__STATED TASK__: Reproduce every one of the records below word for word, keeping each line unchanged and in its original order.

------------------------------------------------------------------------

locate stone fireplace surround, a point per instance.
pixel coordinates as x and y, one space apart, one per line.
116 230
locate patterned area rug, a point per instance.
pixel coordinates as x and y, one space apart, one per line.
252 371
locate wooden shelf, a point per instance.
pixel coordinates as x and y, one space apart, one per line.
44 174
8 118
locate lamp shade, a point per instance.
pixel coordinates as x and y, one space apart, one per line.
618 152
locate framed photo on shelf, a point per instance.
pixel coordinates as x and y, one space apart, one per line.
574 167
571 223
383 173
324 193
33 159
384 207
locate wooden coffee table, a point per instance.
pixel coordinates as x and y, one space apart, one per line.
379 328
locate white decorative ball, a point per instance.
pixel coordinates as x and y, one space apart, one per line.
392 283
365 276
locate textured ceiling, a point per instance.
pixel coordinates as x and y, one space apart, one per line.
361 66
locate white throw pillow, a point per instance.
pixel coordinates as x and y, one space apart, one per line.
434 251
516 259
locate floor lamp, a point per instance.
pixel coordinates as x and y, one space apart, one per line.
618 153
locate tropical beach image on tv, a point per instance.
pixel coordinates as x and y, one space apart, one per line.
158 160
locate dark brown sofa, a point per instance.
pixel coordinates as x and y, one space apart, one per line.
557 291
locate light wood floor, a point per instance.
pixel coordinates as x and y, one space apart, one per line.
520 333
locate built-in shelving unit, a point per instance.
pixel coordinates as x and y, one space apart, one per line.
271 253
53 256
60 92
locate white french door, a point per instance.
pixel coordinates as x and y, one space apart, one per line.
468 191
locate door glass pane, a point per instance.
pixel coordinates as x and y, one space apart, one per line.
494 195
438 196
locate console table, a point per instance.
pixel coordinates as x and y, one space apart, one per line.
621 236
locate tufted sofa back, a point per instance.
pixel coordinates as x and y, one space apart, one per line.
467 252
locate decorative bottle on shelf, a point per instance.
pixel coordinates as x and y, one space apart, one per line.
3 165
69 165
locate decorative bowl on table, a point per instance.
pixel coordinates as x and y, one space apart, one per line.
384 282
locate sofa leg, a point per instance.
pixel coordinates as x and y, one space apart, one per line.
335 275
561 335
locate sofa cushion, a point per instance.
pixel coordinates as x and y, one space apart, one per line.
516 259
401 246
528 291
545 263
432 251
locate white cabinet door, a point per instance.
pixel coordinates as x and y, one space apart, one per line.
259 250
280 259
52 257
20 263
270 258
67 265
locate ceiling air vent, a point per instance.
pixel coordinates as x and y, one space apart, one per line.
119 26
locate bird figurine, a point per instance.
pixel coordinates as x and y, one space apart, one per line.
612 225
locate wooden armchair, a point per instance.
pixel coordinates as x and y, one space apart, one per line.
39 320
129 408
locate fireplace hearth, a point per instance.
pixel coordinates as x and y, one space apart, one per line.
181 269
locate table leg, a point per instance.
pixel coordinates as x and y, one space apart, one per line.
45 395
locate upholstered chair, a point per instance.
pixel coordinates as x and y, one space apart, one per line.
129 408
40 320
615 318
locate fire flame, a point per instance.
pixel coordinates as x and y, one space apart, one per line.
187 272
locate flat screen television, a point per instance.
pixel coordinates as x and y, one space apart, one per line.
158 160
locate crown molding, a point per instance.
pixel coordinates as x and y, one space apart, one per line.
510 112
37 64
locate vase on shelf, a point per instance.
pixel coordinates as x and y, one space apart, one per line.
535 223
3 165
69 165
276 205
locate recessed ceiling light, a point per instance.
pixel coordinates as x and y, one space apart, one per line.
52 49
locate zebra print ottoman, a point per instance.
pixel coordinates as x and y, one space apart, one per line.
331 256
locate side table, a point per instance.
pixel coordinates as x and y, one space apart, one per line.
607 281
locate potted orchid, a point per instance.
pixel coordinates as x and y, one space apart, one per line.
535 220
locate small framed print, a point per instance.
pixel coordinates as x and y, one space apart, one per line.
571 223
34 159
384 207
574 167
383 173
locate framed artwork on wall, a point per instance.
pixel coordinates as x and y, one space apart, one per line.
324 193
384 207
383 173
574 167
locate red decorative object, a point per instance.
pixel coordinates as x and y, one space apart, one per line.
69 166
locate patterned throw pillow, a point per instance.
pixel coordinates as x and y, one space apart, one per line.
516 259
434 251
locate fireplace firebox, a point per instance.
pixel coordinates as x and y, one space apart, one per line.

------------------------------------------------------------------------

__REPLY__:
locate stone fireplace surround, a point per instance.
pixel coordinates as x and y, one space apart, one per line.
116 230
locate patterned area rug, a point per instance.
pixel coordinates as x and y, one space apart, one per line.
252 371
locate wooden shelf, a point per instance.
pixel coordinates as x and y, one space apart, one per line.
44 174
8 118
locate lamp shade, a point per instance.
pixel coordinates as x and y, one space apart, one per line.
618 152
locate framed photo on shelf, a point per instance.
pixel coordinates as x and y, one space apart, one per line.
574 167
571 223
383 173
324 193
33 159
384 207
locate wooden coffee table, a point per instance.
pixel coordinates as x and y, one space apart, one per line.
379 328
locate white decorative ball, a point per instance.
pixel coordinates as x and y, one space apart, one per line.
392 283
365 276
locate textured ceiling, a point per instance.
pixel coordinates as x and y, one space apart, one per line.
361 66
locate white throw pillow, a point per instance.
pixel coordinates as x and y, one space apart, one per line.
434 251
516 259
locate floor lamp, a point per instance.
pixel coordinates as x and y, one space apart, one per line.
618 153
locate tropical beach image on tv, a point per instance.
pixel coordinates as x and y, one space apart, one per line.
158 160
locate dark brown sofa, a point per instance.
pixel coordinates as x and y, one space apart, one per line.
557 291
locate light wood floor, a point per instance.
pixel coordinates as x and y, one space apart, one per line.
520 333
locate built-in shelving unit, a point per instance.
pixel coordinates as x and y, one space apart, one per line.
271 253
53 256
60 92
locate white french door, a point per instance.
pixel coordinates as x and y, one space apart, one per line.
468 191
locate door glass pane, a point per instance.
pixel coordinates as x and y, one space apart, one per line.
494 195
438 196
locate console table, a point per instance.
pixel coordinates as x and y, one space apart, one per line.
621 236
locate tufted sofa back, a point per instance.
pixel coordinates as x and y, one space apart, one per line.
467 252
locate decorative bottle on shelf, a point per instance.
pixel coordinates as x and y, one space apart, one per line.
3 165
69 165
locate decorative bowl on table, a point per instance.
pixel coordinates as x and y, one space apart, one per line.
384 282
locate sofa leg, a point per instance.
pixel coordinates as x and y, one space apart, one per line.
335 275
561 335
locate sofa cushion, a point per instance.
pixel coordinates as x and y, one space apart, one per line.
516 259
401 246
528 291
545 263
432 251
locate white cabinet door, a point per instance.
pixel coordinates as x and y, one space apart, one per line.
259 250
280 259
52 257
20 263
270 258
67 265
locate ceiling air vent, a point per instance.
pixel coordinates as x and y, one space apart, one per line.
119 26
locate bird figurine, a point per instance.
pixel coordinates as x and y, one space apart, one per line.
612 225
locate wooden armchair, a point per instance.
pixel coordinates as x and y, one space apart, one per line.
39 320
129 408
locate fireplace hearth, a point per instance.
pixel coordinates as x and y, one space apart, one per line.
181 269
locate table leg, a point per instance.
pixel coordinates as x and y, one space apart, one per line.
45 395
locate upholstered chair, a point per instance.
pixel coordinates as x and y, one space apart, one per line.
129 408
40 320
615 318
locate fire flame, a point per instance.
pixel coordinates as x and y, one space apart, one per line.
187 272
locate flat screen television, a point per instance.
pixel coordinates as x and y, one space apart, one per line.
158 160
locate crown molding, a point per instance.
pixel coordinates as x and y, one space apart, one per line.
510 112
37 64
locate vase on shelf, a point per instance.
pixel coordinates as x and y, one space apart, one per line.
535 223
3 165
69 165
276 205
locate recessed ceiling light, a point per instance.
pixel coordinates as x and y, one space apart, one per line.
52 49
locate zebra print ottoman, a point per instance.
pixel coordinates as x and y, one space apart, one per line.
331 256
locate side table, a point per instance.
pixel coordinates as x and y, one space apart, one per line.
607 281
locate potted orchid, a point per instance.
pixel coordinates as x and y, one space apart, one per line.
535 220
locate small framed print, a point per instance.
pixel coordinates as x and y, one space apart, one per line.
571 223
34 159
384 207
574 167
383 173
locate framed artwork on wall, a point per instance.
pixel coordinates as x and y, one space apart, one per line.
324 193
384 207
383 173
574 167
locate red decorative object, a point per instance.
pixel coordinates as x and y, one space apart, one per line.
69 166
locate patterned throw pillow, a point per instance.
pixel coordinates as x and y, one space apart, one per line.
516 259
434 251
locate fireplace firebox, a point per instance.
pixel coordinates as x and y, one space apart, one per line.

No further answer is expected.